━━ LISTED ENTRIES

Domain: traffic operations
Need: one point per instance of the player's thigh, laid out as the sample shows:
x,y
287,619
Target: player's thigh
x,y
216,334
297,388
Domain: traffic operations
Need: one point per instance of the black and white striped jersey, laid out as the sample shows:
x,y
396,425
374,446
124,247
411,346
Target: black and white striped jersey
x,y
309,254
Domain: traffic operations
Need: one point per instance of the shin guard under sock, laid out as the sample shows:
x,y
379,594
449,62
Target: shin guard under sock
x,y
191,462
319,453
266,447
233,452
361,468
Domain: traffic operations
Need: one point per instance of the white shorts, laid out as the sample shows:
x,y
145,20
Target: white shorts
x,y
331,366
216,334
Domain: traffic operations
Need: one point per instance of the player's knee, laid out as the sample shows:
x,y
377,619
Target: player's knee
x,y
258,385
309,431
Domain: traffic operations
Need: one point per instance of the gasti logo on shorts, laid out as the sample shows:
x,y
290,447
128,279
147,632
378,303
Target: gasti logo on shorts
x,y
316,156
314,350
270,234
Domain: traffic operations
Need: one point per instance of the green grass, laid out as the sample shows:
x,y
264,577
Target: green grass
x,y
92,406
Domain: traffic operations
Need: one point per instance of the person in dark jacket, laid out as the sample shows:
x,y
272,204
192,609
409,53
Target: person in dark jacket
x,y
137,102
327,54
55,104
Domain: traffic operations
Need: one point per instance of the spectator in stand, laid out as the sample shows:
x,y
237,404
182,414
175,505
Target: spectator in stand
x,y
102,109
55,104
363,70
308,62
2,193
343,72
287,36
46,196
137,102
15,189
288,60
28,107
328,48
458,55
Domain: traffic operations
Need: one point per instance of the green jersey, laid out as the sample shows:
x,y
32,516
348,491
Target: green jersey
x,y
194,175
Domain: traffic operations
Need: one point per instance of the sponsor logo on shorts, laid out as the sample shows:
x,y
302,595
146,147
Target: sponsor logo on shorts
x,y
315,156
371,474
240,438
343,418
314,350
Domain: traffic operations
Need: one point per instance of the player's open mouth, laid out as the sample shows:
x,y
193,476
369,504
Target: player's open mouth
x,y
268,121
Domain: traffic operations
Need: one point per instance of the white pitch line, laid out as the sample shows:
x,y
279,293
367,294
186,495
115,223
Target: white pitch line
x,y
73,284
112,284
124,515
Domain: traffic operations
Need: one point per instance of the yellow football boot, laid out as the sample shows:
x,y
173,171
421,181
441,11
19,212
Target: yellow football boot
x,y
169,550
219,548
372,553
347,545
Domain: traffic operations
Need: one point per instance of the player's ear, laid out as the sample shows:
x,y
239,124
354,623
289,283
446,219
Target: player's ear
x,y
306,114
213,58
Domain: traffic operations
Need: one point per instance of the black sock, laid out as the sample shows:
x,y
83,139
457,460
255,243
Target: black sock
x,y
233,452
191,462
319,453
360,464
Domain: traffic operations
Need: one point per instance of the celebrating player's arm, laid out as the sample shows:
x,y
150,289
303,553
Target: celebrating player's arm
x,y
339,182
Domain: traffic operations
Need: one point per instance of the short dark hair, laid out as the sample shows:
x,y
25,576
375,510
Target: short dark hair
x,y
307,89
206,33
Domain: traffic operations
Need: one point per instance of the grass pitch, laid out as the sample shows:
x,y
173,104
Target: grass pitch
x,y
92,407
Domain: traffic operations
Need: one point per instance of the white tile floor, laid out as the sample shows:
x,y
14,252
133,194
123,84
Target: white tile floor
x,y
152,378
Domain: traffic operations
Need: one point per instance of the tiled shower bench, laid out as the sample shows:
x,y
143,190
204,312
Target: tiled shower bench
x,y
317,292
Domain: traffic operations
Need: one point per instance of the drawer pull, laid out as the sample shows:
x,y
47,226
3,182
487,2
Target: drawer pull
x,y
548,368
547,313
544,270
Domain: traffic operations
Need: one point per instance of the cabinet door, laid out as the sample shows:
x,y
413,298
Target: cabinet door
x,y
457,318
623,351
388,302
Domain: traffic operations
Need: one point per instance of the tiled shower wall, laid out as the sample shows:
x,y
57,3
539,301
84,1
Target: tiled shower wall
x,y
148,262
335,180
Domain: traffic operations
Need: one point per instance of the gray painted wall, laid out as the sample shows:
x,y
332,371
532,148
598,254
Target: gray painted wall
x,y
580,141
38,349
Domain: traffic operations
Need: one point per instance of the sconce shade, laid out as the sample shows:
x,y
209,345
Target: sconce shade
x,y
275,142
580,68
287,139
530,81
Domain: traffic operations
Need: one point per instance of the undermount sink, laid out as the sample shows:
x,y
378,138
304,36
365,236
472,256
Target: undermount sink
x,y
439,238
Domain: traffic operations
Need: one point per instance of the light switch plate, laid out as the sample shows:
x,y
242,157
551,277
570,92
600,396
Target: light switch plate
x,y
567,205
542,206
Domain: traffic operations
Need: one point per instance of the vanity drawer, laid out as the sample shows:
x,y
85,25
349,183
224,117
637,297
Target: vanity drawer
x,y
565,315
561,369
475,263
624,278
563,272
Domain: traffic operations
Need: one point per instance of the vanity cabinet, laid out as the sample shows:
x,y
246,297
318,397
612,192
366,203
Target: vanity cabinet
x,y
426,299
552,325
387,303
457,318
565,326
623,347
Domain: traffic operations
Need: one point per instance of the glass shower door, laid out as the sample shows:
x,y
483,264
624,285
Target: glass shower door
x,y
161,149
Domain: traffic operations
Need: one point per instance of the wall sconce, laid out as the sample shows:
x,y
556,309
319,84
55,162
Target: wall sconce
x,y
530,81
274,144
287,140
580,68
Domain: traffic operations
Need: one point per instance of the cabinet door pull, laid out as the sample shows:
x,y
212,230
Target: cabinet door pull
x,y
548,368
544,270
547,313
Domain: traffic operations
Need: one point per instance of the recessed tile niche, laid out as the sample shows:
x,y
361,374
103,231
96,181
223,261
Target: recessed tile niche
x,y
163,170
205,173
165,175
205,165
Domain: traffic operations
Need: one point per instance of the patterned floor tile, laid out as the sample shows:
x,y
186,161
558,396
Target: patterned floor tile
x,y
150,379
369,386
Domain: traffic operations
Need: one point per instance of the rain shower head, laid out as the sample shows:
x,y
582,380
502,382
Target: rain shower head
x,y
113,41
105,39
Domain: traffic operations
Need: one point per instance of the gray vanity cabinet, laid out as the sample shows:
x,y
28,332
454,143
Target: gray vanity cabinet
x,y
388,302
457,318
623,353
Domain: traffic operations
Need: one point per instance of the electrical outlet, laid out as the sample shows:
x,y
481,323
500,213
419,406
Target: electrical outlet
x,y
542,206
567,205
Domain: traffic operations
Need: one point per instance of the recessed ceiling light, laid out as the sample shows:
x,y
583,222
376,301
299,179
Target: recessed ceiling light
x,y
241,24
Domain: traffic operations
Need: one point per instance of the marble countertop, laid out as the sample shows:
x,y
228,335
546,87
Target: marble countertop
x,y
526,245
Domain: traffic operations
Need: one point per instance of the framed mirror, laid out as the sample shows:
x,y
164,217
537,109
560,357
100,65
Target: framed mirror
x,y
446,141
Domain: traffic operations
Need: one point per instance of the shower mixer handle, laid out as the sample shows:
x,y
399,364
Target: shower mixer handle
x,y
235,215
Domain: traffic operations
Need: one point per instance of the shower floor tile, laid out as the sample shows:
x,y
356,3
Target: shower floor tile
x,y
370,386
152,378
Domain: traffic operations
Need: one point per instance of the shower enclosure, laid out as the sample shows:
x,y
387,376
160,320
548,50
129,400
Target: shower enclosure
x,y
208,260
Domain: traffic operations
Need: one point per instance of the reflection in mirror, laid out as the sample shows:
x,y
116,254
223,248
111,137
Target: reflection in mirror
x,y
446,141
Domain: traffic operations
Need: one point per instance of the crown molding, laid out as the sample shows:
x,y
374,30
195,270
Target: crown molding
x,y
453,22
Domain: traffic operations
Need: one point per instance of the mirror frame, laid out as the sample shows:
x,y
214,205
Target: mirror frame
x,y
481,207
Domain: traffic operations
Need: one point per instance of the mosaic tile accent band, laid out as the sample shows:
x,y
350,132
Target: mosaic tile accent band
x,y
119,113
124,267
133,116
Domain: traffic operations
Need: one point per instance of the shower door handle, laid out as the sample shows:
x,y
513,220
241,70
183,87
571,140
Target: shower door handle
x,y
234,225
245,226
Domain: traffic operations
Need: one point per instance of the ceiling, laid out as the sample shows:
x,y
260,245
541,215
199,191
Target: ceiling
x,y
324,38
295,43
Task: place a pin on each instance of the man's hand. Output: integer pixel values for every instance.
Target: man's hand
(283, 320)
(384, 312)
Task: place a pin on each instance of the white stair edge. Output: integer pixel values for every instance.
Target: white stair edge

━━━━

● BRIEF
Whenever a line of the data includes "stair", copy that line.

● RESULT OF THE EXERCISE
Task: place a pin on each instance of the white stair edge. Output: integer pixel values for every instance.
Target: white stair edge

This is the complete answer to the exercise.